→ **Dokumentauszug**:

Die Kulturgeschichte der Tasteninstrumente als Forschungsgebiet  

Aurelius Belz (Mainz 1959), Ausbildung als Cembalo- und Klavierbauer, Meisterprüfung 1989, Studium der Kunstwissenschaft, Volkskunde und Bauforschung an der Otto-Friedrich-Universität Bamberg, Dissertation 1998, "Das Instrument der Dame. Bemalte Kielklaviere aus drei Jahrhunderten". Praktika an der Russell Collection for Early Keyboard Instruments in Edinburgh sowie am Musée Instrumental du Conservatoire national supérieur de musique et de danse de Paris. Executive-Studium der Betriebswirtschaftslehre in Zürich. Leitung der Pianowerkstätten Jecklin und Musik-Hug in Bülach. Seit Januar 2017 aktives Mitglied der Internationalen Sozietät zur musikalisch-theologischen Bachforschung / Hochschule für Musik, Würzburg.

→ **Gezeigtes Material**:
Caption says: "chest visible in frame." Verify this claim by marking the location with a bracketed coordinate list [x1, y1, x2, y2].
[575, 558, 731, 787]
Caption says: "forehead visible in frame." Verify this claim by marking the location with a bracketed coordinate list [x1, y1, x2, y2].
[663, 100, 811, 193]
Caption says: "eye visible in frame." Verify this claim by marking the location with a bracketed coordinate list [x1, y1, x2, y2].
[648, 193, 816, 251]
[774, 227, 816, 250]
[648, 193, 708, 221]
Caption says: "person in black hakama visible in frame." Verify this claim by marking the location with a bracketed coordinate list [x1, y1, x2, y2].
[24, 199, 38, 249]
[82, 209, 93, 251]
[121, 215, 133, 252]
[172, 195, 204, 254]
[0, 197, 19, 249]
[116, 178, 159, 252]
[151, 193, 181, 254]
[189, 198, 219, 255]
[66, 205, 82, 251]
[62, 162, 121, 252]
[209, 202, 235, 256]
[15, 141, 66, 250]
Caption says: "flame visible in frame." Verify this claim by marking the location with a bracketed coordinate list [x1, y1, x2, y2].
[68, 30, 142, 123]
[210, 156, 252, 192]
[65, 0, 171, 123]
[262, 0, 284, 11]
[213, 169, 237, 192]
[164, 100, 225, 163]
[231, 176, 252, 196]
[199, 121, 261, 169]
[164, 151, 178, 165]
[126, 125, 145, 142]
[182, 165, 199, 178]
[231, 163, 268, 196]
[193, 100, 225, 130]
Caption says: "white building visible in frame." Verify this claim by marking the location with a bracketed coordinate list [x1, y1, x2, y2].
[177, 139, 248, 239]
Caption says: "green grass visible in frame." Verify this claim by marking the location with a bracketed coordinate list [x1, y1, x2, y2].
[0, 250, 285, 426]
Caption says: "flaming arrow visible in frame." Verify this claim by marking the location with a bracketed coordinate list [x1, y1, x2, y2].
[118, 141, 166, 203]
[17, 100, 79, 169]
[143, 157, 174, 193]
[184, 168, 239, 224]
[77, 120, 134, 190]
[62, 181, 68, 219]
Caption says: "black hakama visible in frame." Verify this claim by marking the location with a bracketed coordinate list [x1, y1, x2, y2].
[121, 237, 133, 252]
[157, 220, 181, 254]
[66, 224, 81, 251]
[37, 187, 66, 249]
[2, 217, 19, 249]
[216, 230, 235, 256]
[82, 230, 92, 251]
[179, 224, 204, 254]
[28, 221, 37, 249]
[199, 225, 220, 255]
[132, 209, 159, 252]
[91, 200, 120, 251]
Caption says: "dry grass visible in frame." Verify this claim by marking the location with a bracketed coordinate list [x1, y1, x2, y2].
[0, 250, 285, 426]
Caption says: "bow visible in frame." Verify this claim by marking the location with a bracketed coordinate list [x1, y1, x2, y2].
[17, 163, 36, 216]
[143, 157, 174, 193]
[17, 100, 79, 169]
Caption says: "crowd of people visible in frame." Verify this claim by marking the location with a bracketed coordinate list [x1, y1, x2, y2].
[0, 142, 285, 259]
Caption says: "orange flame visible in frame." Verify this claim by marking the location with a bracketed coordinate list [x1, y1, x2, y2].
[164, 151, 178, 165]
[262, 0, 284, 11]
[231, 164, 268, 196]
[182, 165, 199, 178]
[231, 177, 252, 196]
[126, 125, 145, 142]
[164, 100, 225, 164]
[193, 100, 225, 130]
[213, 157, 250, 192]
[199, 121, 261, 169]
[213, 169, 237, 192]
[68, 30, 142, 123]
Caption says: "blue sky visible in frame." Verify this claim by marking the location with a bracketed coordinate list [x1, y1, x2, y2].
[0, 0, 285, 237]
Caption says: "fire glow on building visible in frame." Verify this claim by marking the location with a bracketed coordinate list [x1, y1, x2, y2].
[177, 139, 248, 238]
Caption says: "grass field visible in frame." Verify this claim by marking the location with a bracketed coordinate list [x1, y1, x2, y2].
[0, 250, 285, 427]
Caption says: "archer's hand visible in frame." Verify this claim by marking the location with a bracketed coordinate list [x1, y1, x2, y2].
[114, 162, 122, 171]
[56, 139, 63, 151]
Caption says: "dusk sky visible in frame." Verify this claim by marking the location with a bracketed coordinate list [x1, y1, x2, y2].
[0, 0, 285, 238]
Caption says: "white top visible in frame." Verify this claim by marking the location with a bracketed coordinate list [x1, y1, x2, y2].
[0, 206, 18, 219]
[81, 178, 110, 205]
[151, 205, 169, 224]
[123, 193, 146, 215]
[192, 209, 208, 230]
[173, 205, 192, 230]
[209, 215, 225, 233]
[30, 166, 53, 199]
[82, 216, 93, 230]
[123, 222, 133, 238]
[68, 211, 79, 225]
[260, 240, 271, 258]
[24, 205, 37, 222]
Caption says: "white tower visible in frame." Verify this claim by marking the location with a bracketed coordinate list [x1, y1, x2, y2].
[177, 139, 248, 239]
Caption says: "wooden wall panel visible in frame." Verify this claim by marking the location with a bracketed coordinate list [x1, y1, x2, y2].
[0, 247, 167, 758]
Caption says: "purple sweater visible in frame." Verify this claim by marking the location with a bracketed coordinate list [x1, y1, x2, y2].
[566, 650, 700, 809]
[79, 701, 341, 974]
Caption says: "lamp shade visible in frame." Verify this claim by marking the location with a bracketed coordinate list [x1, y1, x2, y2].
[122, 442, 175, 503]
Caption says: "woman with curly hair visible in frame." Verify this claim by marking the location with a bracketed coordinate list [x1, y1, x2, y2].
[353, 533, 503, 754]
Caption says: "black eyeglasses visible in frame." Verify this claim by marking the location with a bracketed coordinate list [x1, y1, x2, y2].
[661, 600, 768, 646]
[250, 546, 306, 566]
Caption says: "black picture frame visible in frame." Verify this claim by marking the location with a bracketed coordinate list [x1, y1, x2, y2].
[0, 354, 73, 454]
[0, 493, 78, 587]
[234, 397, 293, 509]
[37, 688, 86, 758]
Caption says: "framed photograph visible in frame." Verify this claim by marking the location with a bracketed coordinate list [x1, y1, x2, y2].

→ **Aufgabe**:
Setze den Text über die Kulturgeschichte der Tasteninstrumente an der Stelle fort, an der er aufhört. Die Einträge sind eigenständiges Material und gehören nicht zum Text über die Kulturgeschichte der Tasteninstrumente.

→ **Ergebnis**:
In der Wissenschaft wie im Handwerk entscheidet allein der Bearbeitungsgegenstand, welche Werkzeuge zu fachgerechtem Einsatz gelangen

Nach diesem Grundsatz gehe ich an die Erforschung historischer Tasteninstrumente heran und lasse mich allein von deren Informationsgehalt leiten. Die Konstruktion als solche erfordert das Instrumentarium des Instrumentenmachers, die Mensur und die akustische Anlage das der Physik. Das Wappen eines Eigentümers verlangt Einblick in die Geschichte und Heraldik und die Bemalung sowie sämtliche Dekorelemente eine kunsthistorische Betrachtung. Unnötig zu sagen, welchen Wissenshintergrund zu alldem noch eine Trinitätsdarstellung abverlangt.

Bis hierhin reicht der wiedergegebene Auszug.